In Crete today, a large number of those wartime survivors are alive and still healthy, like 90-year-old Costas Pinakoulakis. He lives in a tiny hillside village, near the villages first studied by those American nutritionists.
On a recent summer night, he and his wife served dinner to friends. They eat outside in their small courtyard. Pinakoulakis is proud that almost every bite of food spread out on the table has come from his own groves and gardens — the cherries and olives; the wine pressed from his own grapes; the hard, salty cheese made with his own hands.
Losing a Tradition
But now, that kind of homegrown eating is vanishing.
In a large supermarket in Heraklion — Crete's biggest city — you get a sense of what has changed. Maria Strataki goes through the checkout line with a basket filled with fruit. She got some locally grown food — the watermelon and honeydew grown in Crete. But she also bought apples flown in from Chile and grapes from Italy.

→ Exercise brief:
In the passage on Cretan eating, swap "friends" for "neighbors" in the part from "On a recent" to "his own hands." and give that part again. The data has no connection to the passage on Cretan eating.

→ Supplied records:
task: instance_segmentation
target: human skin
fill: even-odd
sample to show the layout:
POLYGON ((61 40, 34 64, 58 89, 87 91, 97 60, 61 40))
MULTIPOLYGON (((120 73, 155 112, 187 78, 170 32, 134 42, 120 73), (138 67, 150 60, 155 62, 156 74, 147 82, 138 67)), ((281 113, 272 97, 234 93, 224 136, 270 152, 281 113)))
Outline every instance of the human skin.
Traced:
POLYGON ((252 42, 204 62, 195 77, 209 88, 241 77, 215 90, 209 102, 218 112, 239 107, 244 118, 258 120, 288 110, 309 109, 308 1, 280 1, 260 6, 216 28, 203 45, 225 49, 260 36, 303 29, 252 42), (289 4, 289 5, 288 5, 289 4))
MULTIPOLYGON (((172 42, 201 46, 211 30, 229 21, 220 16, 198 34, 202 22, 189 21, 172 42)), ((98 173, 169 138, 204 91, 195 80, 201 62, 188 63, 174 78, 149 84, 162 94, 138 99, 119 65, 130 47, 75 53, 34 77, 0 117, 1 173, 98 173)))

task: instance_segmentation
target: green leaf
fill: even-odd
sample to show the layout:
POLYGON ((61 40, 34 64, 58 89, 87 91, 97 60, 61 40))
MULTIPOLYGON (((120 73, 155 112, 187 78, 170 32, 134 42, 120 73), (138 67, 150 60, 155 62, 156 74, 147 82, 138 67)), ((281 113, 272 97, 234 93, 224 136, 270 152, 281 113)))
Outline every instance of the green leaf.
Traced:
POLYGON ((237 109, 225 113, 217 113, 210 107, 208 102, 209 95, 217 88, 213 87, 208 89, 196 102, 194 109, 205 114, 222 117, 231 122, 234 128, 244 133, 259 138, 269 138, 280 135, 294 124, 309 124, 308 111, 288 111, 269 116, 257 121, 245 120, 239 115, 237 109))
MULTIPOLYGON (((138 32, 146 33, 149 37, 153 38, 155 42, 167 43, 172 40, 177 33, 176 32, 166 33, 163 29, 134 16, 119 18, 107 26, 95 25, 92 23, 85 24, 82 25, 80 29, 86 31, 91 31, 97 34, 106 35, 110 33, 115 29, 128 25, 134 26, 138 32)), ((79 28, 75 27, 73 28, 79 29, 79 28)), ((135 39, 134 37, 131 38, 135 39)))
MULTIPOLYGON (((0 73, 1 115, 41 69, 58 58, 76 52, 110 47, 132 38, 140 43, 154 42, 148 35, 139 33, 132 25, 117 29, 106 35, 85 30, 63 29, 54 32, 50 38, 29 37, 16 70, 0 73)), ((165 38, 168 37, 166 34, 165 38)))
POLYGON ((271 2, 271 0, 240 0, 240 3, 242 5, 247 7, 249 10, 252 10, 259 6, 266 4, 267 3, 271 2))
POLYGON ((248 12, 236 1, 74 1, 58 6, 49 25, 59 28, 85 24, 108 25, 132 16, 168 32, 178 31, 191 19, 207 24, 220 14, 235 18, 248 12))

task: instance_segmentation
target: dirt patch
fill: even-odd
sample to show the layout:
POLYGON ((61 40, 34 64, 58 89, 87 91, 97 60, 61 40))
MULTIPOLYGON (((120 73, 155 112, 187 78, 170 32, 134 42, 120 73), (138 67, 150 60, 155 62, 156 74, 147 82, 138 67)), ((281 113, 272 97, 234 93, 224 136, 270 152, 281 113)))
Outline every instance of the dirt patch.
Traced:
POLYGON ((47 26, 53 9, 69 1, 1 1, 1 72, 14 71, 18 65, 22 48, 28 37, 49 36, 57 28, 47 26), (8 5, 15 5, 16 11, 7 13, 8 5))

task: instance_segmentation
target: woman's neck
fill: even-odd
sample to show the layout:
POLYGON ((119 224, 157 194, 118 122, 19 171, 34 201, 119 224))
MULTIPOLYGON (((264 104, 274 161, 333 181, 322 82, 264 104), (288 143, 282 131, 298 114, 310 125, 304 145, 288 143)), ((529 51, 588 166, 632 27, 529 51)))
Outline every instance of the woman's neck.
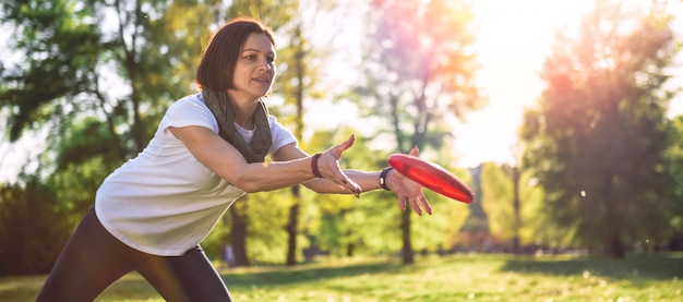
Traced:
POLYGON ((256 111, 259 100, 240 99, 232 96, 230 92, 228 92, 228 96, 230 97, 230 102, 232 102, 232 107, 235 108, 235 122, 243 129, 253 130, 254 112, 256 111))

→ Solution:
On a recent summer night, he and his wife served dinner to neighbors. They eat outside in their small courtyard. Pinakoulakis is proud that almost every bite of food spread out on the table has come from his own groves and gardens — the cherries and olives; the wine pressed from his own grapes; the hard, salty cheese made with his own hands.